[Work to be completed]
Locate each row below that contains the word "wall" and copy those rows.

[Recorded data]
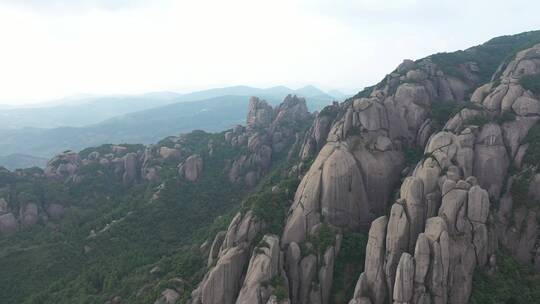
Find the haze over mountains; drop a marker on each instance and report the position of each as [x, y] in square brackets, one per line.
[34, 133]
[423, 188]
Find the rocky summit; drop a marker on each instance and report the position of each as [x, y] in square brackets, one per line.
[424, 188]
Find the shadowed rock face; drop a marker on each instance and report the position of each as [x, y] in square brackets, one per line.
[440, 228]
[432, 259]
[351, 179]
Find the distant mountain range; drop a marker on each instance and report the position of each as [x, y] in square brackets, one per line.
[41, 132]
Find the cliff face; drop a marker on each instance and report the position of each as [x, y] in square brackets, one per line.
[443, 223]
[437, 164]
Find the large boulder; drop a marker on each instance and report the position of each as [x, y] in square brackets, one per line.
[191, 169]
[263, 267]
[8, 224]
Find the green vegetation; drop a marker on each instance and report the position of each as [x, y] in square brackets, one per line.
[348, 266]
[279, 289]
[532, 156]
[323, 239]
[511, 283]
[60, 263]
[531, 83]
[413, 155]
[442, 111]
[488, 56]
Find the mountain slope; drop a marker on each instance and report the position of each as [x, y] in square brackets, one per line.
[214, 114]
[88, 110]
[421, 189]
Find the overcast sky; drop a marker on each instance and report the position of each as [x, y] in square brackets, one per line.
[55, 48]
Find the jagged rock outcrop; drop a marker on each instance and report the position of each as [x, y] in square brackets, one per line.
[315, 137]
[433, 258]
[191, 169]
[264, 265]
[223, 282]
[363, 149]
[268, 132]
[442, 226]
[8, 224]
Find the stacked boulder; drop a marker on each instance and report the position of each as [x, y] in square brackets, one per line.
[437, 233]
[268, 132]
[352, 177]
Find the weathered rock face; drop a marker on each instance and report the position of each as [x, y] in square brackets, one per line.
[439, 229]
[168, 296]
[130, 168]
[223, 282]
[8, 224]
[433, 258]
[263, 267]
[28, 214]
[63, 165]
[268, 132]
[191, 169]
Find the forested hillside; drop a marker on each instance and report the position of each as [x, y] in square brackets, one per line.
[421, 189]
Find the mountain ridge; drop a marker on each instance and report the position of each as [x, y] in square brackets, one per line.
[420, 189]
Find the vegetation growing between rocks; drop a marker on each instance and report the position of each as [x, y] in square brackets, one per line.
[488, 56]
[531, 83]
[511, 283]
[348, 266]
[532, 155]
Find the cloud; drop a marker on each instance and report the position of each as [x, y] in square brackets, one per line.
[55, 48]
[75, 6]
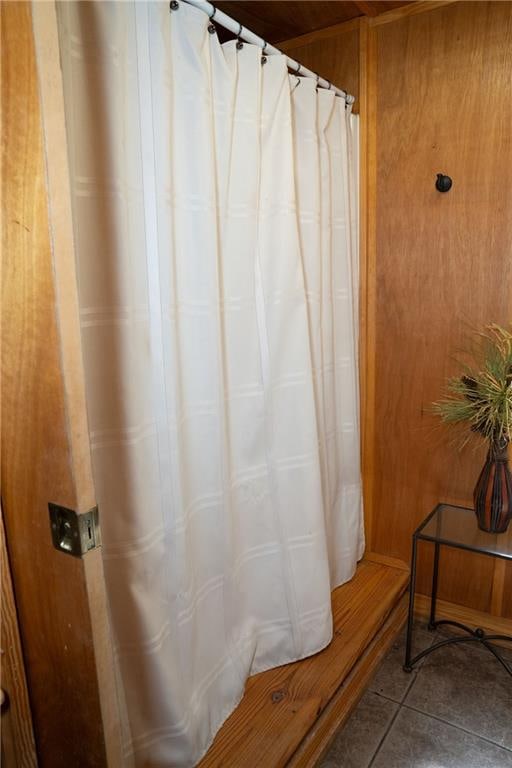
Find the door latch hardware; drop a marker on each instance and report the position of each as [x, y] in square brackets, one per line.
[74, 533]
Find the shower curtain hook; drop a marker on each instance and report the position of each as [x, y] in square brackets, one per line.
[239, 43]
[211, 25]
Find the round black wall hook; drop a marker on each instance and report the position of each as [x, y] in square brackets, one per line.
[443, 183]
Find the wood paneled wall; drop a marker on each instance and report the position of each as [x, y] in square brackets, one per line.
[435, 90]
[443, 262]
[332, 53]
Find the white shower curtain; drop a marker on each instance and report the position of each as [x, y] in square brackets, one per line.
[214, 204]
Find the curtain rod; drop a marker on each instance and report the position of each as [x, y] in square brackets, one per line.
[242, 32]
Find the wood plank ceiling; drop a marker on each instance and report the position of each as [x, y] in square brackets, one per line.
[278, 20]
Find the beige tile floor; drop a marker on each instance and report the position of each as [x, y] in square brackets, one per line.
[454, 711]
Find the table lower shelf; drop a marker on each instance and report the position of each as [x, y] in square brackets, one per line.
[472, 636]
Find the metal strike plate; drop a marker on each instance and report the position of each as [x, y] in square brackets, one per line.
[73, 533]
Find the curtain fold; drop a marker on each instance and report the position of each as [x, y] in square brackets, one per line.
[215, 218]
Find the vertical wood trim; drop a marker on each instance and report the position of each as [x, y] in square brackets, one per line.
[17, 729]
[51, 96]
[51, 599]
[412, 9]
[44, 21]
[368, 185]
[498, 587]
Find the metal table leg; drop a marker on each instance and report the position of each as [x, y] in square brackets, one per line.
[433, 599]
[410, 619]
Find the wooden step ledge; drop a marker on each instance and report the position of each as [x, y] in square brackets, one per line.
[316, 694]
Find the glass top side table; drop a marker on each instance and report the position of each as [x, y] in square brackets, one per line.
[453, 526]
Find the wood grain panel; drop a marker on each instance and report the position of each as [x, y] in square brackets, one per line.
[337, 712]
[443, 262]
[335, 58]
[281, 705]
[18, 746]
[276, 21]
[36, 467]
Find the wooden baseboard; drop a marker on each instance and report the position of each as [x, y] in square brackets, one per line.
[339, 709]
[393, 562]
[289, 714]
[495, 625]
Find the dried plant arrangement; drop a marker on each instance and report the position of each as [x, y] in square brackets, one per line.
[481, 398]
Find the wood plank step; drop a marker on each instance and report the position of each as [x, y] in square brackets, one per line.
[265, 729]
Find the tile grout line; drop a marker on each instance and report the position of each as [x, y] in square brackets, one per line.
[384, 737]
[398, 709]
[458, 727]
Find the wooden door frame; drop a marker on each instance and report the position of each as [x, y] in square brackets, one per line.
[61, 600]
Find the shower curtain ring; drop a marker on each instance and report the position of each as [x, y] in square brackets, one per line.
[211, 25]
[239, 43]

* * *

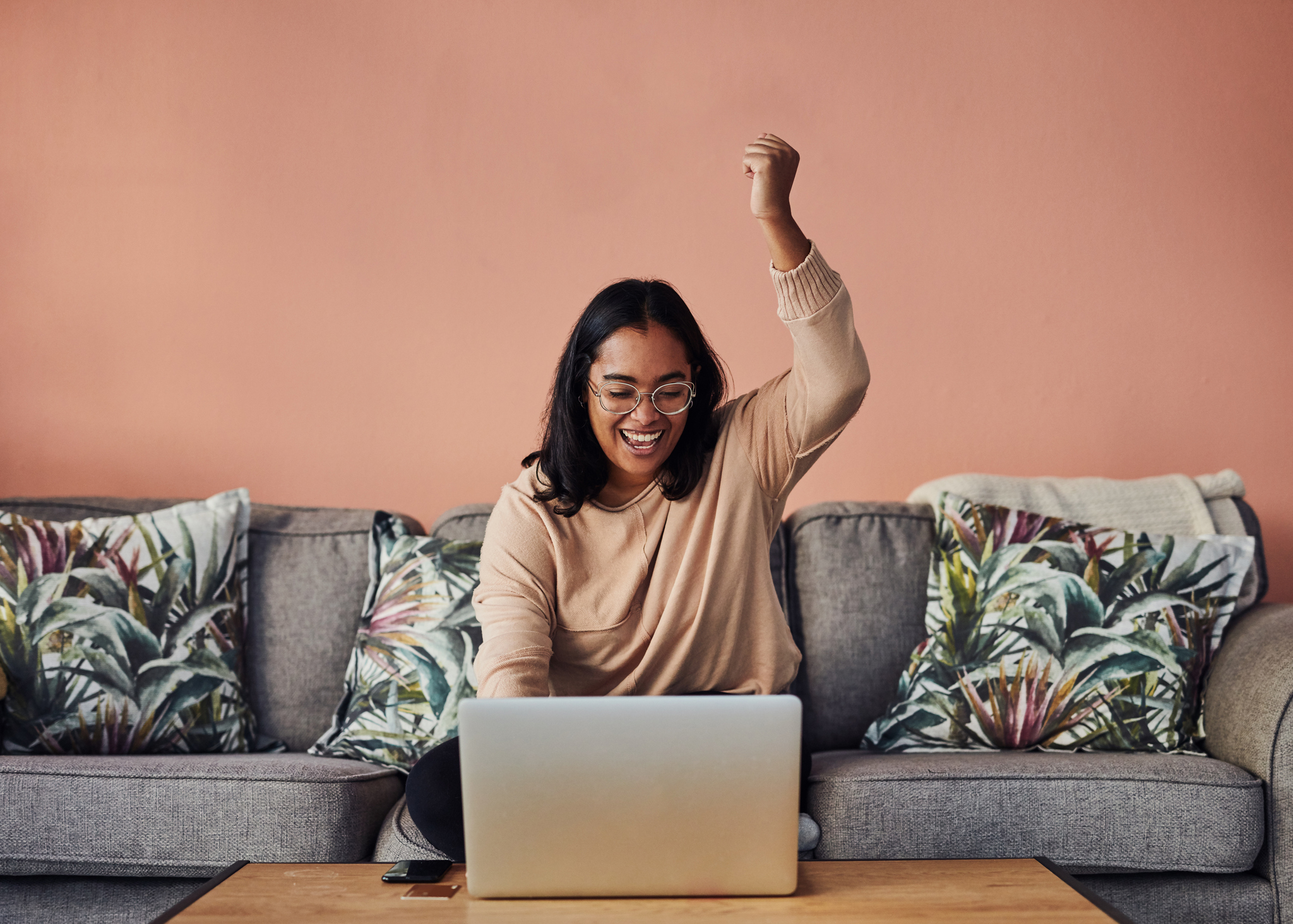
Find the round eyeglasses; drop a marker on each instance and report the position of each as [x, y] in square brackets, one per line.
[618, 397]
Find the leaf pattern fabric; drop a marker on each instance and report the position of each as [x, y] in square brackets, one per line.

[Problem solution]
Find the round black wall hook; drop a marker on each instance and report the position of each as [x, y] in square brackets, one per line.
Find the wood paneled wall; drop a marker on each instance and report the position of each as [x, y] in square brackets, one per line.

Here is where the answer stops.